* _EXERCISE_
Make an exact transcription of the data below.

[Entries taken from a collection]
......
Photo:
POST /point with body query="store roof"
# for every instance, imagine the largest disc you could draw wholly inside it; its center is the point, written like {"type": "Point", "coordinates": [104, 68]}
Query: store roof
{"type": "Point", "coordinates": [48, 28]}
......
* _RESPONSE AREA_
Photo:
POST /point with body query="store roof"
# for every instance, imagine the largest disc you could draw wholly inside it; its center is the point, written like {"type": "Point", "coordinates": [104, 68]}
Query: store roof
{"type": "Point", "coordinates": [48, 28]}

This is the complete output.